▶ **WHAT YOU HAVE TO DO**
Output nothing but the lines from the line with "of the boat" through the end of the listing below, both ends included.

# start of THE INPUT

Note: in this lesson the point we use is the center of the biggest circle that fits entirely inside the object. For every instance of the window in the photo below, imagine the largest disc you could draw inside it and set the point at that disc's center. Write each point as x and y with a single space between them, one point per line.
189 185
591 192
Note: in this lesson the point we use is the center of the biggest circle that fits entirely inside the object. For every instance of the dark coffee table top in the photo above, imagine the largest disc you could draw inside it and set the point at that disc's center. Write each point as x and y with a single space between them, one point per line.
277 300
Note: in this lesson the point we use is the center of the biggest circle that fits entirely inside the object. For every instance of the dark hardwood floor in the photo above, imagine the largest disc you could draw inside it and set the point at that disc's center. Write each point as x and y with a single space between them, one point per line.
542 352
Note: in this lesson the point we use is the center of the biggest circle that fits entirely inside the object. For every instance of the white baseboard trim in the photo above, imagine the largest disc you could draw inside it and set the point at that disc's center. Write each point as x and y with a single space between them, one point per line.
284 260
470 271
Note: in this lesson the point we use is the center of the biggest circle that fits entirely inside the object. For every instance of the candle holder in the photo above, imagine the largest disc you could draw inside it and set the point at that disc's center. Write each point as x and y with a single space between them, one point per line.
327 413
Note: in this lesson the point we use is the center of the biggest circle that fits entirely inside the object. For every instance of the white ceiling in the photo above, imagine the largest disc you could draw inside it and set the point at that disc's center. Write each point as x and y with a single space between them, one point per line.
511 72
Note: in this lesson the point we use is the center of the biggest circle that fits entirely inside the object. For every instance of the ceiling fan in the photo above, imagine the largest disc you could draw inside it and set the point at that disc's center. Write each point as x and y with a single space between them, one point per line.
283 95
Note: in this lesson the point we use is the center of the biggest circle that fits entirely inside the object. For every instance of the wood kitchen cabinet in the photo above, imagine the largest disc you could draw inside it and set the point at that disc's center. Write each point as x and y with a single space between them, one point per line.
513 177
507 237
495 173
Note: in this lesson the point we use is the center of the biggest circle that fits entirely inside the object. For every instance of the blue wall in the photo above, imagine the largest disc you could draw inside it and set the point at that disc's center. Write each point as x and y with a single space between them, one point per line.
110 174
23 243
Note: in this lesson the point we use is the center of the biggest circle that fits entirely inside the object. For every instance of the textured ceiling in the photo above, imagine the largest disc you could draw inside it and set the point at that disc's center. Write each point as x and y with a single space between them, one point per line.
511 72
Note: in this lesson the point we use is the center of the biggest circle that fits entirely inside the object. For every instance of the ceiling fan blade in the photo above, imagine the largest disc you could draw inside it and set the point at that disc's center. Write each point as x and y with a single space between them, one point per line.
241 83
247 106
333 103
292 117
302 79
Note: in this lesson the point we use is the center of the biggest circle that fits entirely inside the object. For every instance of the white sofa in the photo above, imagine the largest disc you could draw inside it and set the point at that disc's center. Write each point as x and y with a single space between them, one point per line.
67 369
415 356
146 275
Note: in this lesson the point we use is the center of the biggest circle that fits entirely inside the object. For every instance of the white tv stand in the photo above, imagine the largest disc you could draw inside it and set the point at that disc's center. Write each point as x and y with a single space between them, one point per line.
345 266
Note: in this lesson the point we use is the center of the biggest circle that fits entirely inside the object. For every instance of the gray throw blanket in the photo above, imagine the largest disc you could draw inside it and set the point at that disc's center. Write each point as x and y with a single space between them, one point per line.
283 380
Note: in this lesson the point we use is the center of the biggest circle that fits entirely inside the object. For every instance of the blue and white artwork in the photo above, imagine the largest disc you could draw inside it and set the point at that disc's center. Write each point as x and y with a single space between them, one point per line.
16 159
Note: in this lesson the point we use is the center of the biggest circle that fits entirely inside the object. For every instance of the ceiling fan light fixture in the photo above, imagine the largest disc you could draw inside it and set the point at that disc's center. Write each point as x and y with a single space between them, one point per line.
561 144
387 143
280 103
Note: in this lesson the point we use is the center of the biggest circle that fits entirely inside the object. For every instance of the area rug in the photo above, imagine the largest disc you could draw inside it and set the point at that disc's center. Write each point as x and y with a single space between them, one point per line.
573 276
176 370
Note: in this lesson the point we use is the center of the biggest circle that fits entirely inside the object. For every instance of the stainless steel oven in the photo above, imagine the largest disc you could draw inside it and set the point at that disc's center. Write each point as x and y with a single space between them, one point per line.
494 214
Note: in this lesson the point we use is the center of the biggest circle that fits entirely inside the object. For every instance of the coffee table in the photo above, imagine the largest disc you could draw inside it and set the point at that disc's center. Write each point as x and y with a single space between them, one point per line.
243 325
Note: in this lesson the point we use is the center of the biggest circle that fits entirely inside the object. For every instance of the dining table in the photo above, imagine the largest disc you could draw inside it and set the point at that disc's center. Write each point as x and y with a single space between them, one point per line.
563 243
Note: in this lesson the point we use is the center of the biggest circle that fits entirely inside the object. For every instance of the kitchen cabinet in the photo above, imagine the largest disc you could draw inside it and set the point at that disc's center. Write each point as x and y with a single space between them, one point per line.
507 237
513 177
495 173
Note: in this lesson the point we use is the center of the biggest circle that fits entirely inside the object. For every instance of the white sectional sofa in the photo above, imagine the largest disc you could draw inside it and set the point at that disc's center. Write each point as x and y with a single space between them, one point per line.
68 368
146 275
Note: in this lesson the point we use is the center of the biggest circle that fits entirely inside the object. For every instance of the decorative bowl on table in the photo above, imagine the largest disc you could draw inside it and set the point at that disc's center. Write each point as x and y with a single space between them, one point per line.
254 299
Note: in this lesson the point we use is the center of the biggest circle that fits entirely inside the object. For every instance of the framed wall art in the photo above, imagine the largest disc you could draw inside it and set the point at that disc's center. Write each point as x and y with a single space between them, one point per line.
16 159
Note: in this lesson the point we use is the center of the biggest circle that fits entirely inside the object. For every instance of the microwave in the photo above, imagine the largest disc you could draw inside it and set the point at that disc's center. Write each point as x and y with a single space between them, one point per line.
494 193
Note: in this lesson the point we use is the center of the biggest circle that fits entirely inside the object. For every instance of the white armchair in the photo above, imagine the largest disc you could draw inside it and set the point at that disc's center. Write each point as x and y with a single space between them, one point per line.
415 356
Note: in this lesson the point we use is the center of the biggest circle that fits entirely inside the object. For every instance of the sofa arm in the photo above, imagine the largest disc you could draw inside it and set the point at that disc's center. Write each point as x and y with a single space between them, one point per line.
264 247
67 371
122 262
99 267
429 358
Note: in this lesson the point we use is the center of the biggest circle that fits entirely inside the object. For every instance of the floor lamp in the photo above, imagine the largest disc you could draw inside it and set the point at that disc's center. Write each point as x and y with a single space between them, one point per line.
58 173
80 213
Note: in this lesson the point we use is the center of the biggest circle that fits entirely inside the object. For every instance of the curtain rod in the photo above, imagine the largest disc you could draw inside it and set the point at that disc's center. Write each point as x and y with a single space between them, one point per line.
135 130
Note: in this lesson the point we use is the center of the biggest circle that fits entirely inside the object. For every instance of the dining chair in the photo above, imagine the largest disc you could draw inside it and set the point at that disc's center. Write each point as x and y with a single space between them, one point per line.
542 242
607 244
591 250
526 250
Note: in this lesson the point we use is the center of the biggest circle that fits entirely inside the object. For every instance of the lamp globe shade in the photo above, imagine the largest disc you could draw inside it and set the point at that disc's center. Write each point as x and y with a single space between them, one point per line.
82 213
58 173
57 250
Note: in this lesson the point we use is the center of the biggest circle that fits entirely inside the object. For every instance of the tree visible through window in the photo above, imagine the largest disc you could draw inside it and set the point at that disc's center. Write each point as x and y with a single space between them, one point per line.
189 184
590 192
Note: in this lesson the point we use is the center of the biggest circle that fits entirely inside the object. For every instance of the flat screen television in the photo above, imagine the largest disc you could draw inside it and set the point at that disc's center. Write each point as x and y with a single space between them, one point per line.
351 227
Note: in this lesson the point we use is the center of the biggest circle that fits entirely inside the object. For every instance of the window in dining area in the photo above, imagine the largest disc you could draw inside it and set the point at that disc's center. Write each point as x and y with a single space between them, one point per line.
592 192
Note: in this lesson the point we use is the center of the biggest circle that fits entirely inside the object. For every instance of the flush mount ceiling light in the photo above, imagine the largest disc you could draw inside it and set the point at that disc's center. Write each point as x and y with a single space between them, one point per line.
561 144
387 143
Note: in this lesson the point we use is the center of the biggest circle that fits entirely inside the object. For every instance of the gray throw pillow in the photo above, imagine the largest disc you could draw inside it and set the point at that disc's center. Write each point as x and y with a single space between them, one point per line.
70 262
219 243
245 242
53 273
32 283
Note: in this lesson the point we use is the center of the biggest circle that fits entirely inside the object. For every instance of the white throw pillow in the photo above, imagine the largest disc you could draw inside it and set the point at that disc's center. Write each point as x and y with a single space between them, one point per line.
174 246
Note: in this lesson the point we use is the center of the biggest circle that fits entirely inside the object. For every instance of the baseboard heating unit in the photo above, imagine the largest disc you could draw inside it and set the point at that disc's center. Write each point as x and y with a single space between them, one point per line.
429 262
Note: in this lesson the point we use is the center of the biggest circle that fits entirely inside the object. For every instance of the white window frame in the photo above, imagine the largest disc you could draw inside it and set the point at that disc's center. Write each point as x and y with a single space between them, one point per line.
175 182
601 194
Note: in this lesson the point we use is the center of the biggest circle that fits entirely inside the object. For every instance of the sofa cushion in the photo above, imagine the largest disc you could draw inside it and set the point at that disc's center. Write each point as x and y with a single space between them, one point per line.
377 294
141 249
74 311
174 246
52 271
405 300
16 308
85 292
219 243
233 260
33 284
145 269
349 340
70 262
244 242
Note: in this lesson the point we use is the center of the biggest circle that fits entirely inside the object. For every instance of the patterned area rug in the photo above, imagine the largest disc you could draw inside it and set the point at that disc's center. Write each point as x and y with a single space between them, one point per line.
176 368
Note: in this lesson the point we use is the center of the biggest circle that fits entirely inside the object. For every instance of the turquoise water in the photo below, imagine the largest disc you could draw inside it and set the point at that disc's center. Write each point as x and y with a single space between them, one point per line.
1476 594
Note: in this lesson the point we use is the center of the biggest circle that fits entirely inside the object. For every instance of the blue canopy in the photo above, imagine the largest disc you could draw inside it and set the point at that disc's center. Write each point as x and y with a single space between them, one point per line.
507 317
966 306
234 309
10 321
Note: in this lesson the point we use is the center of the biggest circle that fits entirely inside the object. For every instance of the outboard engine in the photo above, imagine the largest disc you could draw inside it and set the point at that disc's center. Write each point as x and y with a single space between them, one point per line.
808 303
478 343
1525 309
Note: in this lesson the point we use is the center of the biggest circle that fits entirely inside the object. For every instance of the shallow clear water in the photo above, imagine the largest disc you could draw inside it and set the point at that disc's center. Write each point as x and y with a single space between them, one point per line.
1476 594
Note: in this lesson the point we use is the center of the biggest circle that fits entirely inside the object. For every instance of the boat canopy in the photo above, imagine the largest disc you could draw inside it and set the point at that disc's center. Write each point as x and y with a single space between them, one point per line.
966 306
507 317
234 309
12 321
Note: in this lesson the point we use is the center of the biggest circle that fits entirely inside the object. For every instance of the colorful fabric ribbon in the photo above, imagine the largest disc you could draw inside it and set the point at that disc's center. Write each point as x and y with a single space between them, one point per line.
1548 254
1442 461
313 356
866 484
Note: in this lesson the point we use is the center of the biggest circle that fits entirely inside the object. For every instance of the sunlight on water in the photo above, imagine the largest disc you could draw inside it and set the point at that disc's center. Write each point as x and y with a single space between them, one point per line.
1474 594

# end of THE INPUT

▶ **FINISHED TASK**
Note: in this lesson the point we use is the center of the biggest circle that fits entirely inside the object. For every instance of the boat canopy in the photo above, imagine the largest disc you could draw inside it and set the point at that disc's center. Write each point as x and y with a single space between them, one point per line.
966 306
507 317
234 309
12 321
Note: in this lesson the point we use is the center of the biggest circle that fits entirely inside the object. For every instance of the colorful fabric ribbon in the photo above, imagine the largest disc you could draw inside it and set the point at that disc's center. Write each point as x and y with a single space between them, one point per line.
1548 254
1442 461
313 356
866 484
Note: in this lesson the point we use is the center of the biggest circle that fits entirely inside the object. For every instance of the sunlight on water in the photo above, imagine the largest disc you could draw inside it and set the point at that disc's center. Write each point as x and y with a single space between them, one point per line.
1474 594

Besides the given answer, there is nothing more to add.